__DATA__:
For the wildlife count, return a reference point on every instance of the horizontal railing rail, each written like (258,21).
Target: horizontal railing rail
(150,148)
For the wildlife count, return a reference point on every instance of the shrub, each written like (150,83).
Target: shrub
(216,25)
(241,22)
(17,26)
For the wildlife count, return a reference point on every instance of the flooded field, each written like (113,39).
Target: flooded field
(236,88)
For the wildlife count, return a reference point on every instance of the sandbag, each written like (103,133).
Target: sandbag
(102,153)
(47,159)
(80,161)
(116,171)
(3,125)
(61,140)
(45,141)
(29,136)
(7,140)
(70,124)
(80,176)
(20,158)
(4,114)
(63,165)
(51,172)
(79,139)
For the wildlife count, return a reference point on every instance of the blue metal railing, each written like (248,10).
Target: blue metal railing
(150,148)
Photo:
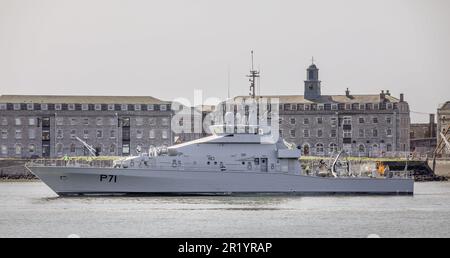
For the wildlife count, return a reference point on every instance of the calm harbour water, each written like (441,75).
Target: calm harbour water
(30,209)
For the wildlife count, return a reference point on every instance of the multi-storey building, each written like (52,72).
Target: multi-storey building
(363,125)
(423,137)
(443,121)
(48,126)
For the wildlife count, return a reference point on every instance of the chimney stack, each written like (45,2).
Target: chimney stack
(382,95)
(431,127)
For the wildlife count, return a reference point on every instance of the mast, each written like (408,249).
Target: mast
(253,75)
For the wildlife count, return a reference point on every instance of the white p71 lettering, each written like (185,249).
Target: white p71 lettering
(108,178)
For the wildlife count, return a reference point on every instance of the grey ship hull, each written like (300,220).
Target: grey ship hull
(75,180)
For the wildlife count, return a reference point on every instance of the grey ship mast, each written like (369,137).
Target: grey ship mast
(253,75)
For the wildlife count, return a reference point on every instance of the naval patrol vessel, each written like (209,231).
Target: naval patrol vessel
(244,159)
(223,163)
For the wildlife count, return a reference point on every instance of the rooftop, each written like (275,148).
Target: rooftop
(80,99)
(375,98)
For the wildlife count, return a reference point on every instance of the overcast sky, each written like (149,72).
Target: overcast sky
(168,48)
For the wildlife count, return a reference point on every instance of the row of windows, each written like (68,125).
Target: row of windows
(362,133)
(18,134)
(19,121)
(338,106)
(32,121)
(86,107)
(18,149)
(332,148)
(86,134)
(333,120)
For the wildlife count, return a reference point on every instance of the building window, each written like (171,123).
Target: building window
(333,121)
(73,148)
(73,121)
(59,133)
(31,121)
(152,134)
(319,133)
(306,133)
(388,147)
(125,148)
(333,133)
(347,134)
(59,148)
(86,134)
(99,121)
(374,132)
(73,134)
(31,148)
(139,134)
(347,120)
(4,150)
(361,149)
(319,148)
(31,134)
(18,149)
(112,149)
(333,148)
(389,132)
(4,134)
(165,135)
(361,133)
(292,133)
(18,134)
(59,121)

...

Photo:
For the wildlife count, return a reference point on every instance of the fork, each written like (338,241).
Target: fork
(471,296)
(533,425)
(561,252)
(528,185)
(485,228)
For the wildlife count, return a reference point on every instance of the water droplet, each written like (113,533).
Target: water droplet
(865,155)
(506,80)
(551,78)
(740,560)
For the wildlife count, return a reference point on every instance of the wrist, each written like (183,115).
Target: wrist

---

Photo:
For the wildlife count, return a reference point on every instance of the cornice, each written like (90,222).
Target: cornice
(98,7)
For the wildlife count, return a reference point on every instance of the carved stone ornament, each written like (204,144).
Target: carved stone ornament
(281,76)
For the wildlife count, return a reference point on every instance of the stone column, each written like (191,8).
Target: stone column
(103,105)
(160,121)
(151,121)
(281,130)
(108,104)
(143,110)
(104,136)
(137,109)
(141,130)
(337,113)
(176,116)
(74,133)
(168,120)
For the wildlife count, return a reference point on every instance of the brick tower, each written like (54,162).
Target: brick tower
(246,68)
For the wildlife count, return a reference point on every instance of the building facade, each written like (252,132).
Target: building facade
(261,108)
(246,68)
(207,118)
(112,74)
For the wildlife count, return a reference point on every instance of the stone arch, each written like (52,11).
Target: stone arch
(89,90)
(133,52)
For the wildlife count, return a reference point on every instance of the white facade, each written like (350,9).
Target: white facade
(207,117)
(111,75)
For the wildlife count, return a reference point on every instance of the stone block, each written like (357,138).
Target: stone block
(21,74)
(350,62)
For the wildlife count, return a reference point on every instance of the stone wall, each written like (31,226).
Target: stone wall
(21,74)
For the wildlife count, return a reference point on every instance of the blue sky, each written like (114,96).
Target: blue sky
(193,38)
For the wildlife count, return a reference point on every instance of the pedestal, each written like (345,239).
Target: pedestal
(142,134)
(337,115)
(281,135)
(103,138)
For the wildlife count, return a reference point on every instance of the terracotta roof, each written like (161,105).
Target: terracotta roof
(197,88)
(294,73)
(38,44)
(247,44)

__WHAT THIS TASK INVOLVES__: Skipping every picture, transcribe exactly the lines above from the one containing "written like (103,133)." through the one containing "written like (185,249).", both included.

__SOLUTION FOR THIS EXERCISE__:
For the wildlife count, return a reference point on every instance of the sandbag, each written like (103,133).
Target: sandbag
(102,153)
(47,159)
(80,161)
(116,171)
(3,125)
(61,140)
(45,141)
(29,136)
(7,140)
(70,124)
(80,176)
(20,158)
(4,114)
(63,165)
(51,172)
(79,139)
For the wildlife count, return a reference point on every instance of the blue metal railing, each written like (248,10).
Target: blue metal railing
(150,148)
Photo:
For the wildlife count, return a reference point on every instance of the calm harbour water, each written like (441,75).
Target: calm harbour water
(30,209)
For the wildlife count, return a reference point on every instance of the multi-storey building, each written like (52,72).
Target: multi-storey building
(363,125)
(423,137)
(443,121)
(48,126)
For the wildlife count, return a reference point on every instance of the chimney stack, each written like (45,2).
Target: chimney stack
(382,95)
(431,127)
For the wildlife count, return a reference point on every instance of the mast, each written like (408,249).
Target: mast
(253,75)
For the wildlife count, return a reference point on every instance of the white p71 lettering, each written like (185,249).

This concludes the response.